→ **Records shown**
- - -

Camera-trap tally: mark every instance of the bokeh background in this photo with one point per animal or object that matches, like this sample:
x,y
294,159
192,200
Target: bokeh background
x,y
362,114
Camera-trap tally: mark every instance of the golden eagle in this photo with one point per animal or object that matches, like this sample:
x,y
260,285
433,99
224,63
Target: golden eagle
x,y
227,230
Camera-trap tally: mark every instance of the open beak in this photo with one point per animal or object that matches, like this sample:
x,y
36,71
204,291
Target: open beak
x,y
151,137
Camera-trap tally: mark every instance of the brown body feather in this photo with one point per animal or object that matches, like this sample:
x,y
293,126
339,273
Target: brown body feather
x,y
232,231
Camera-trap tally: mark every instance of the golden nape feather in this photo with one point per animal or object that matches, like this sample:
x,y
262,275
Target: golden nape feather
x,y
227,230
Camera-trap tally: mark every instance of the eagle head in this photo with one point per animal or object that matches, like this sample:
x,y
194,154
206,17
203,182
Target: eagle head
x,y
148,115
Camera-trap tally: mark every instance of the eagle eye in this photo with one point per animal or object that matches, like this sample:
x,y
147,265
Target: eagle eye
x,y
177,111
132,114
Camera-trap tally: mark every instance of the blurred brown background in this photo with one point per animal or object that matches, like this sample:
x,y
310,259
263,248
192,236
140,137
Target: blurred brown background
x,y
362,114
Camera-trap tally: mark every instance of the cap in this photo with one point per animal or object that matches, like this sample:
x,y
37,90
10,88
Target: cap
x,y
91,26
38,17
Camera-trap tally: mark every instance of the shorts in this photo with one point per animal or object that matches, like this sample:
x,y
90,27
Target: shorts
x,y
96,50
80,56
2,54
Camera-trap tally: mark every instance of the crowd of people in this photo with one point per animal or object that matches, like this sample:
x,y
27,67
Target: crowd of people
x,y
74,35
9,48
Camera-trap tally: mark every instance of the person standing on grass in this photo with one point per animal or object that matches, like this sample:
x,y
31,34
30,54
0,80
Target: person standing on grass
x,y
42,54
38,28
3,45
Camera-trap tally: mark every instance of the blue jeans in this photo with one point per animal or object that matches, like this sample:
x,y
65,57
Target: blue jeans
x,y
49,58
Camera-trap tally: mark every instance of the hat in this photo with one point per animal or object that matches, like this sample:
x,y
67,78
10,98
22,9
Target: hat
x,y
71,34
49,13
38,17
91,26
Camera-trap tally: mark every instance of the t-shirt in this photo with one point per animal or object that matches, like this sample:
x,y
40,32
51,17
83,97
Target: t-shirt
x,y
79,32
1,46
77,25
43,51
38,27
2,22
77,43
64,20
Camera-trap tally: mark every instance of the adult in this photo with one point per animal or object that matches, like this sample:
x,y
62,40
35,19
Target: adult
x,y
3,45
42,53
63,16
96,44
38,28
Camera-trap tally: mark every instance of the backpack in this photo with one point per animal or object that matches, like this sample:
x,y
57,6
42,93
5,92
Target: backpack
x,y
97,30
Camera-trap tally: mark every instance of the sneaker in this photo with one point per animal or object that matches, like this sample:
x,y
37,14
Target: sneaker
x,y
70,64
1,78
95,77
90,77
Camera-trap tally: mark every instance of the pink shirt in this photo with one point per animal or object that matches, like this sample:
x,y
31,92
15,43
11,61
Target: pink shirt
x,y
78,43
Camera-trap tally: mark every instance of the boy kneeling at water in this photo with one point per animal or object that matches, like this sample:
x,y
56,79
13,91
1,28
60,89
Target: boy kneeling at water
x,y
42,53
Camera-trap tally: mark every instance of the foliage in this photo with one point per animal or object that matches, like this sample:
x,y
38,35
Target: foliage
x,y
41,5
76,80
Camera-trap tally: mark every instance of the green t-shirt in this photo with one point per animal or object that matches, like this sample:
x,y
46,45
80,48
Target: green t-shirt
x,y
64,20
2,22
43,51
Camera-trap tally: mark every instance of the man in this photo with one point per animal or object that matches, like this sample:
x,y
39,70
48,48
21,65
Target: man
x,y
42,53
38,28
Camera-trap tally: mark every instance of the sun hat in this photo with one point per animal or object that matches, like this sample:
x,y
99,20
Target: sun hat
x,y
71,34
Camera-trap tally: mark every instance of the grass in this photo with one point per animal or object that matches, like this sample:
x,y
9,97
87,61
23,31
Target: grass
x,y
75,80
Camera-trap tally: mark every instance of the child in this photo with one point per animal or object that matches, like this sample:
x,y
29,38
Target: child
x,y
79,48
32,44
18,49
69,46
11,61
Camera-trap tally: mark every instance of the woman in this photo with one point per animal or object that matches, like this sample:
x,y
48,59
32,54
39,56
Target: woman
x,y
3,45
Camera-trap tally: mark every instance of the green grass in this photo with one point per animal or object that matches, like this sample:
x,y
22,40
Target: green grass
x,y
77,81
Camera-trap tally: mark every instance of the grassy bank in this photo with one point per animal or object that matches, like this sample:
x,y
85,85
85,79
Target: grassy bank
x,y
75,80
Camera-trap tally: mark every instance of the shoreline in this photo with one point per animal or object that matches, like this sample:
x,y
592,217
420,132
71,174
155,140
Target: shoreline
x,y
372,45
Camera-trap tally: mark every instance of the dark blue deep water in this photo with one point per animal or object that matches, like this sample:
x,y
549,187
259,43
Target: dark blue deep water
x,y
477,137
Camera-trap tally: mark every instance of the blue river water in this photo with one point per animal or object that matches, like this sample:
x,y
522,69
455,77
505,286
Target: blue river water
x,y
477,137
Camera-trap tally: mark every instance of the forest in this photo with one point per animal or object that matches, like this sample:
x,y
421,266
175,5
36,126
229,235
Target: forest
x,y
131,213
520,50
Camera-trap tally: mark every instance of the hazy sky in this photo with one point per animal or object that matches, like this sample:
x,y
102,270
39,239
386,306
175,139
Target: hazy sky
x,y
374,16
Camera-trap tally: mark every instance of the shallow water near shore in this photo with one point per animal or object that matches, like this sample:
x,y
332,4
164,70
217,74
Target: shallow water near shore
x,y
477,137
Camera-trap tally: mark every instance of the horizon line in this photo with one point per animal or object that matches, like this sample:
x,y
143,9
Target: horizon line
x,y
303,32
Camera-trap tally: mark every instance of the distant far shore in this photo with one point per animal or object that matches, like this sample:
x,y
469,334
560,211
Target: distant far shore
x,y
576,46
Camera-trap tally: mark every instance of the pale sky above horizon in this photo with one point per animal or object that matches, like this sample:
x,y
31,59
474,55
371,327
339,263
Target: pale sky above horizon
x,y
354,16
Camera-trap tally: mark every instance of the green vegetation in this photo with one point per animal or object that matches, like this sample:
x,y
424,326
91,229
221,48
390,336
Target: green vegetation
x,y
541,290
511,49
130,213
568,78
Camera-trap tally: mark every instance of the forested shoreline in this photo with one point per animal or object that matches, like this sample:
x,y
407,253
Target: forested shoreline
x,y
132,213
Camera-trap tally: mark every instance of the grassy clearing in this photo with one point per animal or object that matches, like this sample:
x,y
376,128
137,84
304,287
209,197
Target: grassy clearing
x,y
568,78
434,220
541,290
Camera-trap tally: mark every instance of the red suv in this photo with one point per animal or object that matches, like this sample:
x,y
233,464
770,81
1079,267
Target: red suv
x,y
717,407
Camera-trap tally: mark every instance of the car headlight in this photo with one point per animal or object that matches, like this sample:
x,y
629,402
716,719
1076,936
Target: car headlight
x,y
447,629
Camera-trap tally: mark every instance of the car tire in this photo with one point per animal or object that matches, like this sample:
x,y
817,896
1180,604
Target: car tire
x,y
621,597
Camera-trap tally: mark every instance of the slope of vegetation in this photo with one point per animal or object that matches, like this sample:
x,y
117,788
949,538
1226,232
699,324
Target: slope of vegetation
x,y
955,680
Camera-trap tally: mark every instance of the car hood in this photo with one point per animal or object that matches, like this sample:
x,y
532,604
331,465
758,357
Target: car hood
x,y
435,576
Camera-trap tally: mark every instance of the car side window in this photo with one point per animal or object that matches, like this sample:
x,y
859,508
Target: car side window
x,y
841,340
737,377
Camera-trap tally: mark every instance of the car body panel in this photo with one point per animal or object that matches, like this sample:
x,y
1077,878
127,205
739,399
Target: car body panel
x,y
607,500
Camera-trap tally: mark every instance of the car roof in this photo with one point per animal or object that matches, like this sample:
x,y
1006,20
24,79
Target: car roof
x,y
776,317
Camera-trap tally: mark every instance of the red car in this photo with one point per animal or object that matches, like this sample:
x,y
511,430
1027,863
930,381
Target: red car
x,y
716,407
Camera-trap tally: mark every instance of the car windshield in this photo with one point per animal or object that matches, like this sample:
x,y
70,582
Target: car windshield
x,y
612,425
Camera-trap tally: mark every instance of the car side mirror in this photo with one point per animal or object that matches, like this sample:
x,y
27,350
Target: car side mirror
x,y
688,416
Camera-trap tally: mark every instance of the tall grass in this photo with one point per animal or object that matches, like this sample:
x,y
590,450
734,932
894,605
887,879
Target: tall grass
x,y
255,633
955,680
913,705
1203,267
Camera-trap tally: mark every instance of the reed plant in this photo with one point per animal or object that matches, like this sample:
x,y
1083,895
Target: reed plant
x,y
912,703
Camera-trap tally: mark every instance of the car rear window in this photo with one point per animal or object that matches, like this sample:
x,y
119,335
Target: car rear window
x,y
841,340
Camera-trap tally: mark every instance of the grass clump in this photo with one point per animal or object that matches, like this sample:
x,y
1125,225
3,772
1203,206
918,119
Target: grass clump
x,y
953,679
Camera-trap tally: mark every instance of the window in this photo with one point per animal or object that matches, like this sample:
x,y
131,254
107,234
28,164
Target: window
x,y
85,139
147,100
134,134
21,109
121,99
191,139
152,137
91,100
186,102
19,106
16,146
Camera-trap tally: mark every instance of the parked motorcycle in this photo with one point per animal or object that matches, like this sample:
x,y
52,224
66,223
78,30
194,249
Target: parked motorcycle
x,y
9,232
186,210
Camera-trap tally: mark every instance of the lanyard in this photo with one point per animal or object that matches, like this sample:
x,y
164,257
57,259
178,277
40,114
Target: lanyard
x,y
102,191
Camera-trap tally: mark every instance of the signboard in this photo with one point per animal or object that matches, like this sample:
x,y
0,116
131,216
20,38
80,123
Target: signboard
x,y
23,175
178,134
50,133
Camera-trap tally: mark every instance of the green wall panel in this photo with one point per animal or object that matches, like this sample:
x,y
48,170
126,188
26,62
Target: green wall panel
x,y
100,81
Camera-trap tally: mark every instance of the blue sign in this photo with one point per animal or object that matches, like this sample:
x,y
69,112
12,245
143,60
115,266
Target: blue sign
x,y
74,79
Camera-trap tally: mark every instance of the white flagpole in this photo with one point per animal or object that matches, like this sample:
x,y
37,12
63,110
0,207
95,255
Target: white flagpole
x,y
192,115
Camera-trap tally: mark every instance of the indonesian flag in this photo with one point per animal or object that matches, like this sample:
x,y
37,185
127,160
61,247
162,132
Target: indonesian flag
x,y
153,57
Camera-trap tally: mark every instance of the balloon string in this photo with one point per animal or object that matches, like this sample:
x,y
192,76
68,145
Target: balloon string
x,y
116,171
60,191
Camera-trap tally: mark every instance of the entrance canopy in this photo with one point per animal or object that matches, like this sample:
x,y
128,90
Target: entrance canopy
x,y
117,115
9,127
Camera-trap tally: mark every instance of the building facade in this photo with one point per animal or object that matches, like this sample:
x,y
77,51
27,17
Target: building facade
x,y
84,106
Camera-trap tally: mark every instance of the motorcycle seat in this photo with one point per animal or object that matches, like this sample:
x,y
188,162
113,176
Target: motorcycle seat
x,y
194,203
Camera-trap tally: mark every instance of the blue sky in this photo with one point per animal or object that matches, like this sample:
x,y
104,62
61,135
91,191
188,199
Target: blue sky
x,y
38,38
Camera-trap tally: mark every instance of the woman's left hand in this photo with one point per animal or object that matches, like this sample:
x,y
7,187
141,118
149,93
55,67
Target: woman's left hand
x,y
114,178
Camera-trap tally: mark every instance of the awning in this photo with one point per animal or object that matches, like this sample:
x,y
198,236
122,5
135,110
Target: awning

- - -

→ **Exercise details**
Beginning at the line where "Camera-trap tally: mark every instance of the building" appears, extract each line through the end of the data above; keep them exact and include nothing else.

→ **Response to the exercise**
Camera-trap tally: mark every instance of the building facade in this photo with one point per animal or object that matches, like this sample:
x,y
77,51
27,17
Target: building facade
x,y
84,106
Camera-trap tally: mark every instance of the motorcycle seat in this photo with one point per animal or object that matches, like this sample:
x,y
188,162
113,176
Target: motorcycle seat
x,y
194,203
Camera-trap tally: mark every instance of the blue sky in this photo with one point per animal or object that matches, like this sample:
x,y
104,62
61,135
91,191
188,199
Target: blue sky
x,y
38,38
Camera-trap tally: mark every instance of the woman's left hand in this photo with one point per animal or object that matches, like this sample:
x,y
7,187
141,118
149,93
55,67
Target: woman's left hand
x,y
114,178
Camera-trap tally: mark every instance of the awning in this photo with one point per animal or object that matches, like this sample:
x,y
198,236
122,5
135,110
Target: awning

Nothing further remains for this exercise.